• DATA PROVIDED:
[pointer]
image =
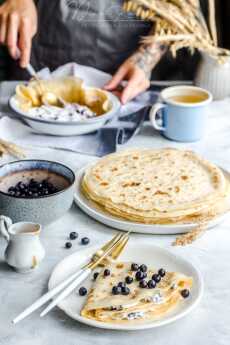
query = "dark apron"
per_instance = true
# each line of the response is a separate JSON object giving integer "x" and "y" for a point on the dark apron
{"x": 96, "y": 33}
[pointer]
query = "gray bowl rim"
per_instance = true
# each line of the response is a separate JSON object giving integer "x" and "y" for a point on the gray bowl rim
{"x": 43, "y": 196}
{"x": 107, "y": 116}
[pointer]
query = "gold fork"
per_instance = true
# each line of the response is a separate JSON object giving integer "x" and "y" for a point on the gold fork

• WORK INSTRUCTION: Repeat the records exactly but leave out the images.

• RESPONSE AREA:
[pointer]
image =
query = "dark apron"
per_instance = true
# each line of the response is a separate JSON object giving integer "x" and "y" for a point on the dark apron
{"x": 96, "y": 33}
[pointer]
query = "gray bowl rim"
per_instance = true
# each line of the response is a separate JSON object giving integer "x" and "y" for a point on the gray bowl rim
{"x": 43, "y": 196}
{"x": 107, "y": 116}
[pointer]
query = "gold fork"
per_instance = true
# each line of the response is a separate JSON object giving integer "x" and "y" for a point on the gold fork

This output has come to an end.